(Dataset excerpt)
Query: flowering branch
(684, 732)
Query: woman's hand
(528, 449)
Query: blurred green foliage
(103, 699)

What is being asked: Write out the full set of records exactly as given.

Result for this exercise:
Query: flowering branch
(684, 732)
Query: woman's hand
(528, 449)
Query: blurred green foliage
(103, 699)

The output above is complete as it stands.